(Object point labels)
○ ○ ○ ○ ○
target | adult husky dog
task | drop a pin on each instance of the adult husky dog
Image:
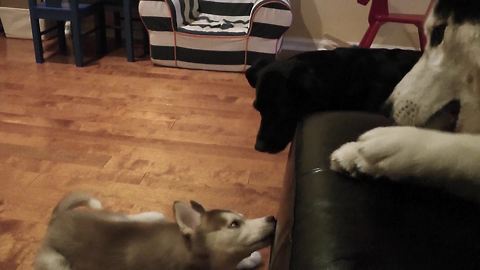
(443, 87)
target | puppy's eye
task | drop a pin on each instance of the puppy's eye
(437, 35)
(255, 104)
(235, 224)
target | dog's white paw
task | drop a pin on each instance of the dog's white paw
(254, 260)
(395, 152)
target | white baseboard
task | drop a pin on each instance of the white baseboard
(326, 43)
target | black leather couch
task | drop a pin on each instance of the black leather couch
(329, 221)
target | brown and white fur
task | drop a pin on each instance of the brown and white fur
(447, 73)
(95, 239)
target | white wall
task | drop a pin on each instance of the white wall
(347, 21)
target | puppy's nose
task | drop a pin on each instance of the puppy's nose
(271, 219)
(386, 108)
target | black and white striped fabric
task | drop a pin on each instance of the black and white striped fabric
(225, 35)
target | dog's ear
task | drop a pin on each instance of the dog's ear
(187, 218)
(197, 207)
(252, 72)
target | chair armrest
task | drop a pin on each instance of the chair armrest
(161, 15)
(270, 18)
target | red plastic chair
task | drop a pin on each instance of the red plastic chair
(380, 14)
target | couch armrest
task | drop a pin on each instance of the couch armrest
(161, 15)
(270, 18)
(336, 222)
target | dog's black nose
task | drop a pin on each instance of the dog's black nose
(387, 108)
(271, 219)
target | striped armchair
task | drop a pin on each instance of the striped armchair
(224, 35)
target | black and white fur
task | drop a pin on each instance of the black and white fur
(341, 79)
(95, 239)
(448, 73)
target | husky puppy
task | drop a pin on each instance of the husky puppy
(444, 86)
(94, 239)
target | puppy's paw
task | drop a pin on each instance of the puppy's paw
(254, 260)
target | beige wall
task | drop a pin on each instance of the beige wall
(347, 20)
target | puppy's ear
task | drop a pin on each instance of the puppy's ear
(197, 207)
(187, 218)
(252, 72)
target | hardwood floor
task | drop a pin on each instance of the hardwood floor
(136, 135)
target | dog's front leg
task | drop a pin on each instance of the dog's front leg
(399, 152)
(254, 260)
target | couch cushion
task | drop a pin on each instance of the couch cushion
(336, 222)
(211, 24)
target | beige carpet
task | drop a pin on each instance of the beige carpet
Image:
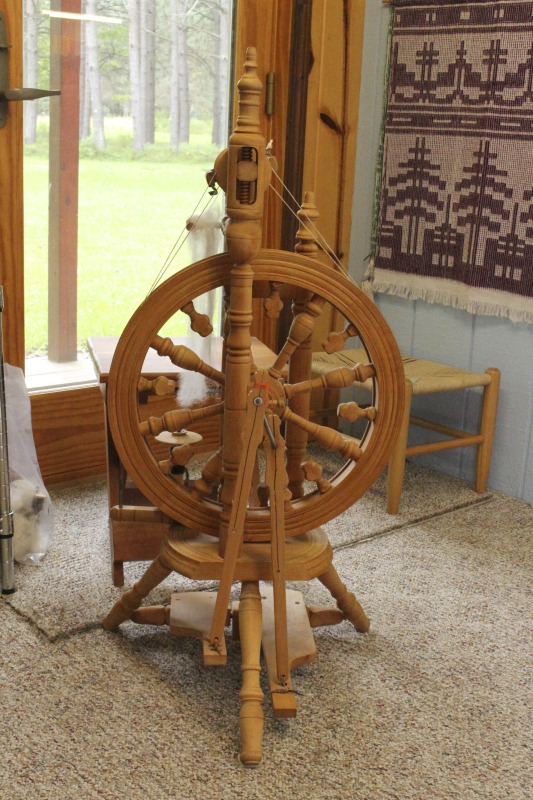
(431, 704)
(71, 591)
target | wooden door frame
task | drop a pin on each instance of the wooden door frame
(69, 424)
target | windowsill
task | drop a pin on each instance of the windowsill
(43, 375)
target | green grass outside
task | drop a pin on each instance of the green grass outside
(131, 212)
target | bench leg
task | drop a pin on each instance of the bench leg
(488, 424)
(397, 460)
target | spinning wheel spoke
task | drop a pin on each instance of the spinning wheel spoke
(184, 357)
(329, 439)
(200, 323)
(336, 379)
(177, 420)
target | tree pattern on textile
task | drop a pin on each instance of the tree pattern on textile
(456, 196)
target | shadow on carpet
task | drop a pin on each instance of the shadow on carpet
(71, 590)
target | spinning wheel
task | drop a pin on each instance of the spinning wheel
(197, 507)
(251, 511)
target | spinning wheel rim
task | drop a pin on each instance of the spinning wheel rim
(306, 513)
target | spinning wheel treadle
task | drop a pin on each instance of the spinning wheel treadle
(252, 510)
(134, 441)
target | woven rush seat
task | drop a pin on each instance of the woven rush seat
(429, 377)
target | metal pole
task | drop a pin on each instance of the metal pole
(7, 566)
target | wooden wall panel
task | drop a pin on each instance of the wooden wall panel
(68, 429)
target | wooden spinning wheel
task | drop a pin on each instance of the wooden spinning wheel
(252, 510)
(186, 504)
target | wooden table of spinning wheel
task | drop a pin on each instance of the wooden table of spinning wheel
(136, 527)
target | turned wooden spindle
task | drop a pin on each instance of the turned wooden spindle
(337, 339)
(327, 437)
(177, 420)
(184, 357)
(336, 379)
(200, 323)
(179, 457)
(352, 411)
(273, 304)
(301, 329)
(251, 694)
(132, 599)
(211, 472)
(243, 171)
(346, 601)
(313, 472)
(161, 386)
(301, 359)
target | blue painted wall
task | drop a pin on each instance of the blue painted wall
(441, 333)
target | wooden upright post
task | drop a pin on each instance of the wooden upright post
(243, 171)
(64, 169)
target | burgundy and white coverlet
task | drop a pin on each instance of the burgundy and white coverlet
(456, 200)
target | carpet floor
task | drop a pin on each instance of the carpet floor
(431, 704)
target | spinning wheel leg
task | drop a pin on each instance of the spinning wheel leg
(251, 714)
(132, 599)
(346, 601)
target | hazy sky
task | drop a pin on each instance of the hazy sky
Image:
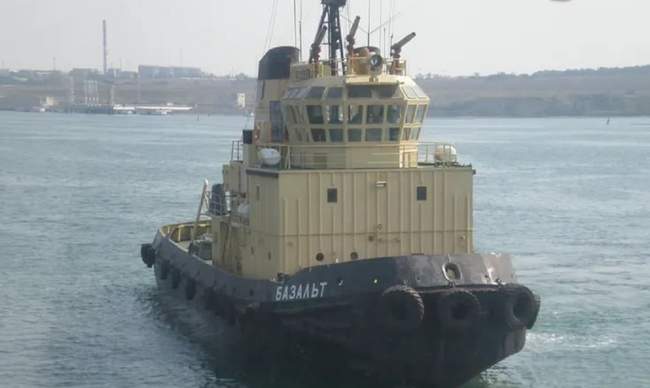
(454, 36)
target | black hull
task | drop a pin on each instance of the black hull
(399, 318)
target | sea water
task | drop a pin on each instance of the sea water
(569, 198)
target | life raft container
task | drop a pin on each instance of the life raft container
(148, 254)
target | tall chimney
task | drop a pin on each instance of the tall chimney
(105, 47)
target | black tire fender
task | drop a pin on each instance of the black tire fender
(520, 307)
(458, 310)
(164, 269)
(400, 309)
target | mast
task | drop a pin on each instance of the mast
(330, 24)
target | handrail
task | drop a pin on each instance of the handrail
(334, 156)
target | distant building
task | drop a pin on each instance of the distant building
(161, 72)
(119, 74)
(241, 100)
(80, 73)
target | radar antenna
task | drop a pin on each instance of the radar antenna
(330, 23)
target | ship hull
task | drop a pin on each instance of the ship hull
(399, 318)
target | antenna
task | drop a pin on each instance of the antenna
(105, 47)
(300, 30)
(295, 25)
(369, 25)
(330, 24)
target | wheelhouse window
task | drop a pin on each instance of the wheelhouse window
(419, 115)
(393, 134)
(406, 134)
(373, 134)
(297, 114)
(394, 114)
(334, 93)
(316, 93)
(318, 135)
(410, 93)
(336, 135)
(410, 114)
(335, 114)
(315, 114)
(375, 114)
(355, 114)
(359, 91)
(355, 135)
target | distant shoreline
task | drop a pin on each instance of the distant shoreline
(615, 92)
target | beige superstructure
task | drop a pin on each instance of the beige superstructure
○ ○ ○ ○ ○
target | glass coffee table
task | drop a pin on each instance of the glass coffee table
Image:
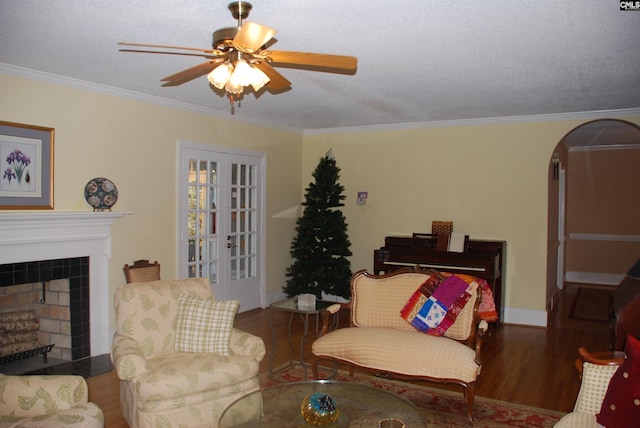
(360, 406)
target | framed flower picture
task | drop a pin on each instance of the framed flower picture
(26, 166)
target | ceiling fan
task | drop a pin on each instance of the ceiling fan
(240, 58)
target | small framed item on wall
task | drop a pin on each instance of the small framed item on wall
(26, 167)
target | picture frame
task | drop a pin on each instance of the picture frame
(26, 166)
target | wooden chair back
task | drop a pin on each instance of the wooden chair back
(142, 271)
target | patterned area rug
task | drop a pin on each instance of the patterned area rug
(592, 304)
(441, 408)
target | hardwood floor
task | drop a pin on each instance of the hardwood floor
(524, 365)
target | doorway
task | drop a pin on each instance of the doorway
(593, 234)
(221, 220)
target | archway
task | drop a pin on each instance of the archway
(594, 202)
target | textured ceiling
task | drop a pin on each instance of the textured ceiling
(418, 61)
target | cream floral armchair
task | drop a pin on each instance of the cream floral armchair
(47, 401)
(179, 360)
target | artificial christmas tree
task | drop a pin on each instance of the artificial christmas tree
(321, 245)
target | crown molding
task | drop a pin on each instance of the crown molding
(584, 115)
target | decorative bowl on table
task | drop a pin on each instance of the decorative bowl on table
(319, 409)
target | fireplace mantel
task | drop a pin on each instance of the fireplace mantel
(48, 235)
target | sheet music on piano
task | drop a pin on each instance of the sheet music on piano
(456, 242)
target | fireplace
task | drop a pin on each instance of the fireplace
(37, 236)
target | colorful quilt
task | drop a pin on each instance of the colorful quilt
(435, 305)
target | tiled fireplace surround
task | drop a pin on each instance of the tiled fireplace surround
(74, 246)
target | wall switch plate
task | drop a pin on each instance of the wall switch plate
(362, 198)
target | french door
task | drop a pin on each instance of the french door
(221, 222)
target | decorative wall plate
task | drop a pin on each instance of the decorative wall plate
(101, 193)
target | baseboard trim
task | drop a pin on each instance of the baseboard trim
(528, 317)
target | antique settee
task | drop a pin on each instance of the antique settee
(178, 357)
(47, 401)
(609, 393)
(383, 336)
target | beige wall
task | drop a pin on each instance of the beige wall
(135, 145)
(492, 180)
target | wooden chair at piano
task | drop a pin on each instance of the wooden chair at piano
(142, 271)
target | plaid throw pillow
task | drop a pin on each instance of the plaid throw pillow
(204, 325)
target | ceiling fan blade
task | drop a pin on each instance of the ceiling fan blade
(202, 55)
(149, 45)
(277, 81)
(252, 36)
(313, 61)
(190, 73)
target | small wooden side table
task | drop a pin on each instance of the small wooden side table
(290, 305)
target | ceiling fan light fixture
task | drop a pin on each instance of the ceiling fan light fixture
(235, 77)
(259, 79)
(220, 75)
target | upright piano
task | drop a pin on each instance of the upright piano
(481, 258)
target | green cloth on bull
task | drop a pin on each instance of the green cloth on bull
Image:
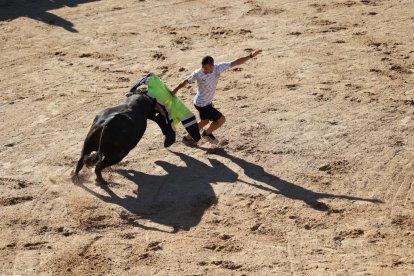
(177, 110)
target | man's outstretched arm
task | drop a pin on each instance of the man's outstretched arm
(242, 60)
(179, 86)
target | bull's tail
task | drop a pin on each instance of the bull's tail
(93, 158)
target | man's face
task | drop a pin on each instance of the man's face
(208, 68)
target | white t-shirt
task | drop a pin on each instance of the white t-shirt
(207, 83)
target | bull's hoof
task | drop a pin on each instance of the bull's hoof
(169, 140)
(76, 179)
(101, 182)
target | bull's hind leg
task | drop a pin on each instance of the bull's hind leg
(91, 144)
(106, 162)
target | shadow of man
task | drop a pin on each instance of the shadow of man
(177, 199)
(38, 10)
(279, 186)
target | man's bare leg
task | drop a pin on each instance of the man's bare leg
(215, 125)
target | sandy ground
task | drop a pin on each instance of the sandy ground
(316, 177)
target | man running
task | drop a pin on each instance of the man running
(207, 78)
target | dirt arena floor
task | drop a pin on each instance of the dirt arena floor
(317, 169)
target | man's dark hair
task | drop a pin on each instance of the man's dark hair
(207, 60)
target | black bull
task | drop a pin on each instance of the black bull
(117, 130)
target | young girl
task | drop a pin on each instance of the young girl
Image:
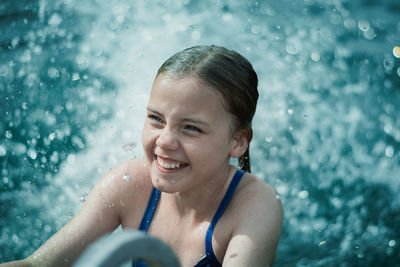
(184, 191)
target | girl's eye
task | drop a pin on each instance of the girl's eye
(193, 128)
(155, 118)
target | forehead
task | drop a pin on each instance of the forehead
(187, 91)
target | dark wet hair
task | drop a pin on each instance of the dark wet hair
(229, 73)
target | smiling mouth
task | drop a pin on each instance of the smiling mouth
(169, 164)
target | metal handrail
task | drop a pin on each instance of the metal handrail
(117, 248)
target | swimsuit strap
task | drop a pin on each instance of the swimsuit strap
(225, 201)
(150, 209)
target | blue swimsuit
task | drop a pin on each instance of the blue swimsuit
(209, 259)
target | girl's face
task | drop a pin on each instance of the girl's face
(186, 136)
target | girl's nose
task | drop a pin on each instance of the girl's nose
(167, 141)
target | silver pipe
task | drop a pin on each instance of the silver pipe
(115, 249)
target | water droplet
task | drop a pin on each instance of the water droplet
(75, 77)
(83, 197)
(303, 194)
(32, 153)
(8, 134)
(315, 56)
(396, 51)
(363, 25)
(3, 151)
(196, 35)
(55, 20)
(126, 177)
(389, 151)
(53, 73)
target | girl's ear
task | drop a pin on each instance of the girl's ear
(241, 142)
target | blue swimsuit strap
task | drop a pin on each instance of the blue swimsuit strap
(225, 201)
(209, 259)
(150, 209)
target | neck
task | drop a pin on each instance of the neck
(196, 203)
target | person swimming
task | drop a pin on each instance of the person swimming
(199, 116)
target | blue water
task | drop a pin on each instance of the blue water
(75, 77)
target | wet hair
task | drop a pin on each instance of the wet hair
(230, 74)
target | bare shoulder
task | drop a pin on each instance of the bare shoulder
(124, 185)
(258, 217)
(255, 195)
○ ○ ○ ○ ○
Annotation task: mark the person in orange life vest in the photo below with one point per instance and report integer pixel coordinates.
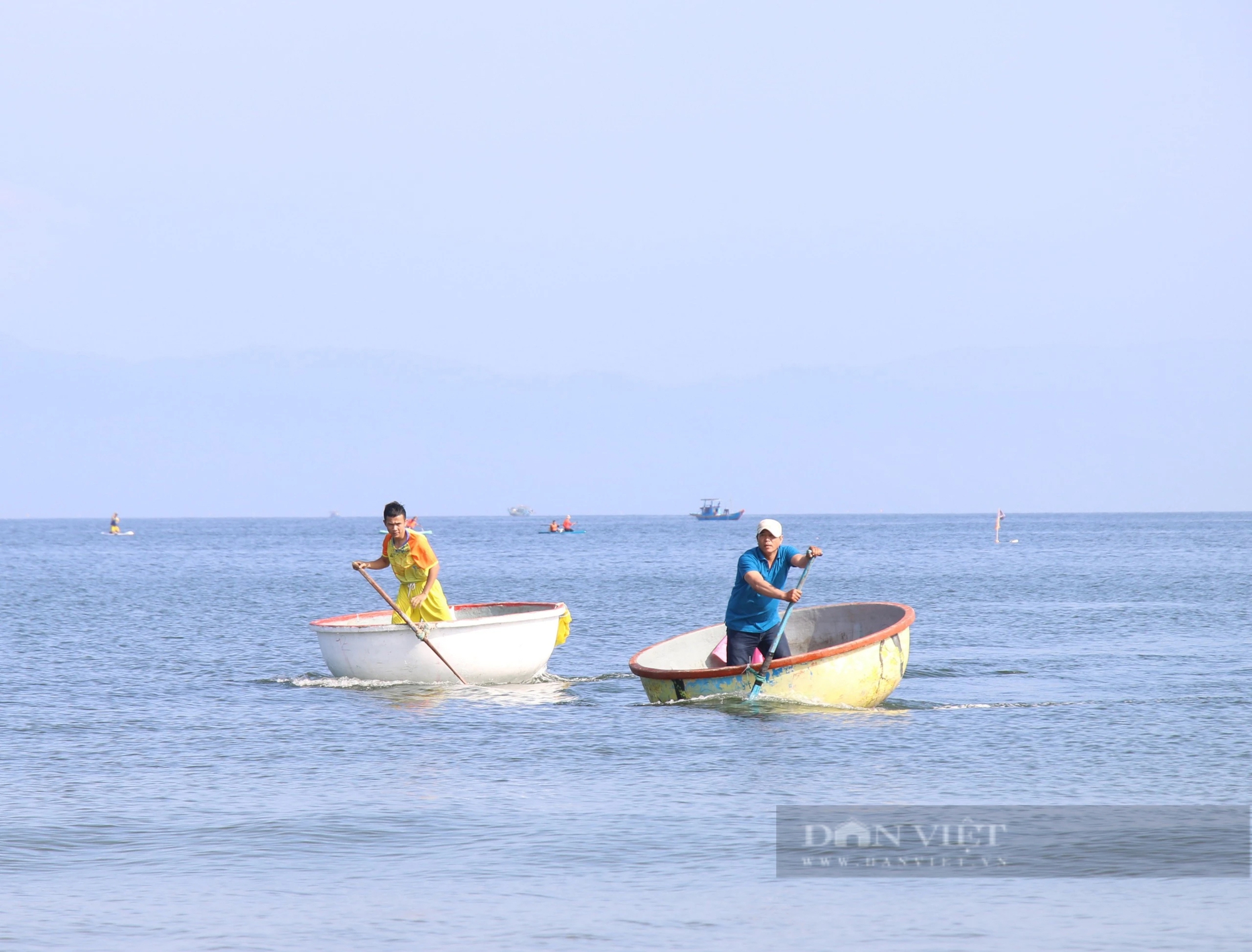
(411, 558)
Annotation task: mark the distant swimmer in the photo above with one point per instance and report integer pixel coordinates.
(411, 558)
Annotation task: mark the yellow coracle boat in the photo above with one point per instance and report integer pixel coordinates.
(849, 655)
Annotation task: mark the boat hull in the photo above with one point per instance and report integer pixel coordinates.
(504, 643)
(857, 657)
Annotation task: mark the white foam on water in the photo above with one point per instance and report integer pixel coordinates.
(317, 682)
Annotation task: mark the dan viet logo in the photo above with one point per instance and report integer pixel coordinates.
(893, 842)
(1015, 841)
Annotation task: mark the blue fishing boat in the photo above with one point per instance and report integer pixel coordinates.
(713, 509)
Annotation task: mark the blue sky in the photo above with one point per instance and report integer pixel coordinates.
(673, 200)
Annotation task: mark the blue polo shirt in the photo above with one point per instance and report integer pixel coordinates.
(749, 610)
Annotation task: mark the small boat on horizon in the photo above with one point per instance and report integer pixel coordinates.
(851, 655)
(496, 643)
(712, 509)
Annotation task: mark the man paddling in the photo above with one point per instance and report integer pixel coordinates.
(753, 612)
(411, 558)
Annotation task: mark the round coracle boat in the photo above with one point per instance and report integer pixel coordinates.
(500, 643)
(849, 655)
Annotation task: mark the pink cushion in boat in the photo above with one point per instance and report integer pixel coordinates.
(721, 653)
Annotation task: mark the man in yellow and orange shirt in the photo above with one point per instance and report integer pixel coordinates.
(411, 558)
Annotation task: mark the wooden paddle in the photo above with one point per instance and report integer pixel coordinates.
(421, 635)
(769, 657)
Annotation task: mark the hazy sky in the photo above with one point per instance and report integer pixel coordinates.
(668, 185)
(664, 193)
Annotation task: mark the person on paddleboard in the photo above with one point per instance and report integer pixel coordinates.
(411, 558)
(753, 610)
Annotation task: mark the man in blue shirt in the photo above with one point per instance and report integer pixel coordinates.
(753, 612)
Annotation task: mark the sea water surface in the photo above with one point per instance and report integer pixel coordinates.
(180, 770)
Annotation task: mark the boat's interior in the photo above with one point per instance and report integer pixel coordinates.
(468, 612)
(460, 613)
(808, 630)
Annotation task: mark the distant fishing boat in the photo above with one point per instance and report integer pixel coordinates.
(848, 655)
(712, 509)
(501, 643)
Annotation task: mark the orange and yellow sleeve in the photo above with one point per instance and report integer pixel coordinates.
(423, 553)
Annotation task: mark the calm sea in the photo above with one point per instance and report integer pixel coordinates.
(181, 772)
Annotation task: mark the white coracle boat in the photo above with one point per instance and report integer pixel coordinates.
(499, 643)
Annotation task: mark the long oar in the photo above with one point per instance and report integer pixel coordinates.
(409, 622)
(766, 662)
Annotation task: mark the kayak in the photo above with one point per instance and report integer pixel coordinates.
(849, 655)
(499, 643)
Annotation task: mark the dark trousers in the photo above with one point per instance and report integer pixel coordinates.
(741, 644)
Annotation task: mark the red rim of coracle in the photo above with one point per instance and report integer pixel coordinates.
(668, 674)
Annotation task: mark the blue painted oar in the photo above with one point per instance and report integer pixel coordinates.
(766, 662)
○ ○ ○ ○ ○
=== TASK STATEMENT ===
Rename "wheelhouse window" as "bridge window" in the material from the line with "target | radar antenna" through the line with "the beige superstructure", and leave everything else unchanged. Give back only those lines.

=== EXPECTED ANSWER ===
target | radar antenna
task | drop a pin on each instance of the radar antenna
(330, 23)
target | ship hull
task | drop a pin on each instance of the ship hull
(399, 318)
target | antenna
task | drop a pin on each instance of the antenna
(105, 47)
(300, 30)
(295, 25)
(369, 25)
(330, 24)
target | bridge window
task | drop a pin on each instance of the bridge window
(419, 115)
(393, 134)
(406, 134)
(373, 134)
(297, 114)
(394, 114)
(334, 93)
(316, 93)
(318, 135)
(410, 93)
(336, 135)
(410, 114)
(335, 114)
(315, 114)
(375, 114)
(355, 114)
(359, 91)
(355, 135)
target | distant shoreline
task | drop a pin on each instance of the distant shoreline
(615, 92)
target | beige superstructure
task | drop a pin on each instance of the beige superstructure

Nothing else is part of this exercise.